- WHAT YOU SHOULD DO -
Locate each line in the records below that contains the word "water", and copy those lines. Case counts when matching.

- MATERIAL TO PROCESS -

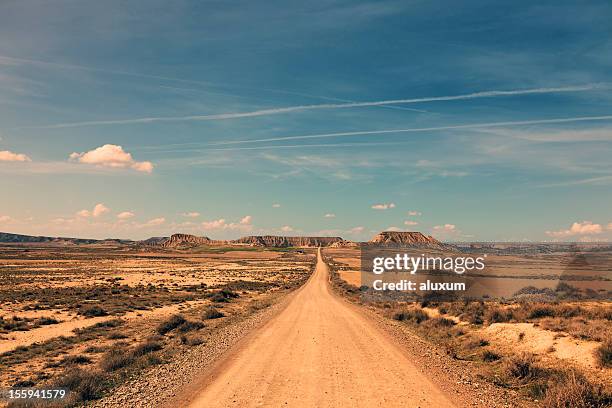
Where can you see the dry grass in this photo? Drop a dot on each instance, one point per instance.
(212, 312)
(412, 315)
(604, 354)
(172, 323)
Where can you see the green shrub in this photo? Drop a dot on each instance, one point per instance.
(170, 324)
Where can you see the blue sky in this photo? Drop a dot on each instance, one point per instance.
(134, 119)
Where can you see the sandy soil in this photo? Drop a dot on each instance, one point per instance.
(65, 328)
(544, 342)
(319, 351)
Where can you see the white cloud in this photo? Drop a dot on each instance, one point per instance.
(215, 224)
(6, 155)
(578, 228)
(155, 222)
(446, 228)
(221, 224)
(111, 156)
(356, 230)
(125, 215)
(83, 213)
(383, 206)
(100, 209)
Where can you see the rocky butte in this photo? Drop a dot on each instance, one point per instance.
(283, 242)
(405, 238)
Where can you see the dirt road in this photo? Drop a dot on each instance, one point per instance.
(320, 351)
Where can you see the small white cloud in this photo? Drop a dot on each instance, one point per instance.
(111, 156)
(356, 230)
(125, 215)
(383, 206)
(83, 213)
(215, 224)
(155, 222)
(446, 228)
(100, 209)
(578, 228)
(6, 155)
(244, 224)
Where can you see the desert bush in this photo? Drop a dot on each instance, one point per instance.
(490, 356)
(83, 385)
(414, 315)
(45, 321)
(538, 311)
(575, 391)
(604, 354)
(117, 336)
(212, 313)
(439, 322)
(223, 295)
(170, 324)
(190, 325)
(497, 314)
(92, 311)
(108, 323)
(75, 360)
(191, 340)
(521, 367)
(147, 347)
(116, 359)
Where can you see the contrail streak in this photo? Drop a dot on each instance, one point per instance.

...

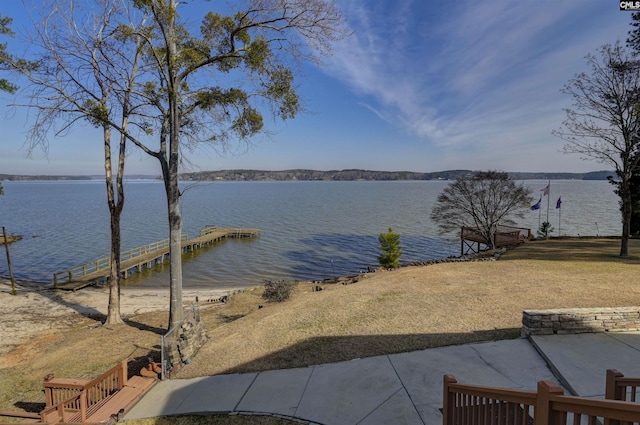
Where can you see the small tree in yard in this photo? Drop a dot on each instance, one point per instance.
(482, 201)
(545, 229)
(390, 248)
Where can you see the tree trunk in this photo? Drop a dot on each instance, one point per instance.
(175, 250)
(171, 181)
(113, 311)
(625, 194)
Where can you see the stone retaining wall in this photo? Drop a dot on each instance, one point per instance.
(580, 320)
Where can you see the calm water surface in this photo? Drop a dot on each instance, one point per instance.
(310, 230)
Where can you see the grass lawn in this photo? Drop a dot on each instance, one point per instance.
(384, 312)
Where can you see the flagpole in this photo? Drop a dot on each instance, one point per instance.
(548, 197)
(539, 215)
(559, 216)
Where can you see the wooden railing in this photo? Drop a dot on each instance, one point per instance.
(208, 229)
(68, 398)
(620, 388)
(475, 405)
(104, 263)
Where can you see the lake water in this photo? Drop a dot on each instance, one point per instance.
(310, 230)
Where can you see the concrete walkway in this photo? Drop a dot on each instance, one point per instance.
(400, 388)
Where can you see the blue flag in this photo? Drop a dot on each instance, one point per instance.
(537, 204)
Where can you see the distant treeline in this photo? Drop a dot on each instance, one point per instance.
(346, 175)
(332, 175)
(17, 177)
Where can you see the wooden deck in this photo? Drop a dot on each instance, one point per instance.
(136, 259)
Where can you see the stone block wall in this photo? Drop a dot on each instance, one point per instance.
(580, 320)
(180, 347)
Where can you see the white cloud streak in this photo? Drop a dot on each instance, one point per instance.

- OUTPUT OF THE EXERCISE -
Where can you see the calm water surface in this photo? Drop a dot on each instance, one point per instance.
Where can you see the lake water in this photo? Drop a dot on each instance, one point per instance.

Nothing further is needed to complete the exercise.